### What you have to do
Search the records for lines with the word "windshield" and copy each match.

** Provided material follows **

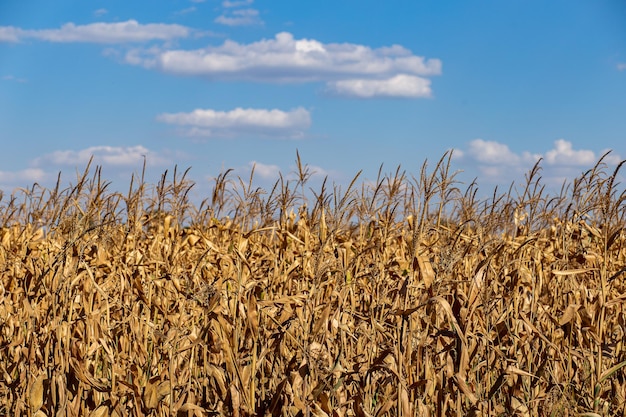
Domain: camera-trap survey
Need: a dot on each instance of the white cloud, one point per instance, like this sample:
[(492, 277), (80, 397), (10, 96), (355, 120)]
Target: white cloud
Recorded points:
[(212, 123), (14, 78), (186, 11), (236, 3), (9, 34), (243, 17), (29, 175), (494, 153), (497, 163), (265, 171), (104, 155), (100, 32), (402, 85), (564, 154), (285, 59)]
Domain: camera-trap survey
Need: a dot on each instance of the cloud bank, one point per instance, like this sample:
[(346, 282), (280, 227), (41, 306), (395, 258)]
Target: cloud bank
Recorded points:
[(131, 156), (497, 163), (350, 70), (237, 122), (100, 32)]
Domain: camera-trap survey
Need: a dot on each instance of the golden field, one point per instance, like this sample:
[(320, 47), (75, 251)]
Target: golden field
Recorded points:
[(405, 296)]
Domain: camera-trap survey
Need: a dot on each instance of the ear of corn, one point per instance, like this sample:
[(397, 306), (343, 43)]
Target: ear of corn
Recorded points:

** End of Provided material **
** Provided material follows **

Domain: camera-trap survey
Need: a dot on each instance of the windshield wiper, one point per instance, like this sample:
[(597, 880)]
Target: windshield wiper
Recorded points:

** End of Provided material **

### Answer below
Need: a dot on each instance of the windshield wiper, one point per instance, like this sample:
Target: windshield wiper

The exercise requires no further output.